WORK REQUIRED => The answer should be every line below, retyped exactly.

RECORDS FOR THE TASK =>
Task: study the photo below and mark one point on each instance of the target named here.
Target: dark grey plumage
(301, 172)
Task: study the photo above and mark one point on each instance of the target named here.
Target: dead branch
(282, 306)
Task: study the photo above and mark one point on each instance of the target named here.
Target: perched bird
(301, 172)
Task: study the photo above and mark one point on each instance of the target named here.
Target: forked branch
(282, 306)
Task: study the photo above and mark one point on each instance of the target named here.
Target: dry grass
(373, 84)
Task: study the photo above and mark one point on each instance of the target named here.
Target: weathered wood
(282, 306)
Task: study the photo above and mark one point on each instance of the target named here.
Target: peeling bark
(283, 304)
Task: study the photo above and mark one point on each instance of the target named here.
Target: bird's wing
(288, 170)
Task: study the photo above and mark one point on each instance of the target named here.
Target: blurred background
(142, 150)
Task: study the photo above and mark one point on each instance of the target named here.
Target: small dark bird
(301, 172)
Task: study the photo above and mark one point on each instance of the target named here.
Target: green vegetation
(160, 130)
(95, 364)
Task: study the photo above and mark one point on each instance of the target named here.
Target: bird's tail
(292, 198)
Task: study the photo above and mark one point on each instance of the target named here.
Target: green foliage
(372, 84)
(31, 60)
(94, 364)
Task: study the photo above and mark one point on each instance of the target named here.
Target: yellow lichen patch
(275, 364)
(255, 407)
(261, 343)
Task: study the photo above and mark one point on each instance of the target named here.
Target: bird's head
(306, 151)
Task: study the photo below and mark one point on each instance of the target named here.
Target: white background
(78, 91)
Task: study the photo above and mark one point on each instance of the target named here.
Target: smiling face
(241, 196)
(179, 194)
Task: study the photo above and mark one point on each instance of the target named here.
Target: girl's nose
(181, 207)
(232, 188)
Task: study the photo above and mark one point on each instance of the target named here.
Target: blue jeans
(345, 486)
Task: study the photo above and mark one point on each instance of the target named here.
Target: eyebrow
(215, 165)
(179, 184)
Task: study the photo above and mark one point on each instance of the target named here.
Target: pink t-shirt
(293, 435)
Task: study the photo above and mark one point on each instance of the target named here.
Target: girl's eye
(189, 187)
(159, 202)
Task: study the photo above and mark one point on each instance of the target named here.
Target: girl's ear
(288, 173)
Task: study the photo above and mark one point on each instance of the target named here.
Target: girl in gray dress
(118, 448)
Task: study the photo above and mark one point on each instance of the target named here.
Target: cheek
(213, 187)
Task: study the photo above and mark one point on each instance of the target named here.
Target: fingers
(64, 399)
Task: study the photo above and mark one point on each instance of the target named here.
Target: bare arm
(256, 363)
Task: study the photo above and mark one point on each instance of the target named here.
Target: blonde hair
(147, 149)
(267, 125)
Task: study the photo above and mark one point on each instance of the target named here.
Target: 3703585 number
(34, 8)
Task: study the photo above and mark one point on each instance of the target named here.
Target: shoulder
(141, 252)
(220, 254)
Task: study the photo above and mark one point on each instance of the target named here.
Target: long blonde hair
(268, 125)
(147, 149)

EXERCISE SOLUTION =>
Task: study the photo below and mark one point on each instance of the target named here.
Target: dark grey plumage
(301, 172)
Task: study the photo above and mark one point on each instance of the target named here.
Target: dead branch
(282, 306)
Task: study the photo above and mark one point on each instance of the target named here.
Target: perched bird
(301, 172)
Task: study the photo above and mark one point on each instance of the target named here.
Target: forked branch
(282, 306)
Task: study the photo above and mark one point on each instance of the target named here.
Target: dry grass
(373, 84)
Task: study the photo above and mark one point on each instance of the target named here.
Target: weathered wood
(282, 306)
Task: study the photo above and mark one point on each instance of the target named here.
Target: peeling bark
(283, 304)
Task: study the photo above and mark one point on each instance of the target named here.
Target: bird's wing
(288, 170)
Task: study the photo above and mark one point on each instance of the target named here.
Target: blurred background
(142, 150)
Task: study the photo above and mark one point on each instance of the target named here.
Target: small dark bird
(301, 172)
Task: study the photo above and mark one point on each instance of the target named here.
Target: green vegetation
(160, 130)
(95, 364)
Task: study the photo above and mark one point on each instance of the target named here.
Target: bird's tail
(292, 198)
Task: study the photo above and mark one point on each instance of the target named here.
Target: green foliage
(372, 84)
(31, 60)
(94, 364)
Task: study the photo above and mark one point on each instance of the target named here.
Target: yellow lichen patch
(275, 364)
(255, 407)
(261, 343)
Task: study the photo above and mark one point on each instance of the target named here.
Target: bird's head
(306, 151)
Task: study the photo below and mark one point on each instance of the target named here.
Target: white background
(78, 91)
Task: study the photo above and mark one point on each instance of the target named here.
Target: smiling face
(241, 196)
(179, 194)
Task: study the photo above and mark one point on each instance of the target named here.
Target: girl's nose
(181, 207)
(232, 188)
Task: study the photo above and mark one point on each instance of the target named here.
Target: blue jeans
(345, 486)
Task: study the photo above and mark one point on each instance of the target named here.
Target: eyebrow
(215, 165)
(179, 184)
Task: study the photo above and mark one point on each instance of the target named here.
Target: pink t-shirt
(293, 435)
Task: study the photo above and mark one point on each instance of the target named here.
Target: girl's eye
(189, 187)
(159, 202)
Task: study the photo above and mark one point on each instance of the target named here.
Target: girl's ear
(288, 173)
Task: study the photo above and mark one point on each instance of the target named here.
Target: girl in gray dress
(118, 448)
Task: study the photo above and mark one point on each instance of the target named here.
Target: cheek
(213, 187)
Task: study the photo above and mark one point on each instance of the target named here.
Target: fingers
(64, 399)
Task: study the photo above and mark one point on each instance of the target named here.
Target: bare arm
(256, 363)
Task: study the photo above and mark one point on each instance of the target named here.
Target: blonde hair
(147, 149)
(267, 125)
Task: study the photo above and mark one point on each instance of the target named here.
Target: 3703585 number
(34, 8)
Task: study the photo above and mark one point on each instance of the target named here.
Target: shoulder
(141, 252)
(220, 254)
Task: study the photo above and mark one point on each instance of the target named here.
Target: long blonde hair
(268, 125)
(147, 149)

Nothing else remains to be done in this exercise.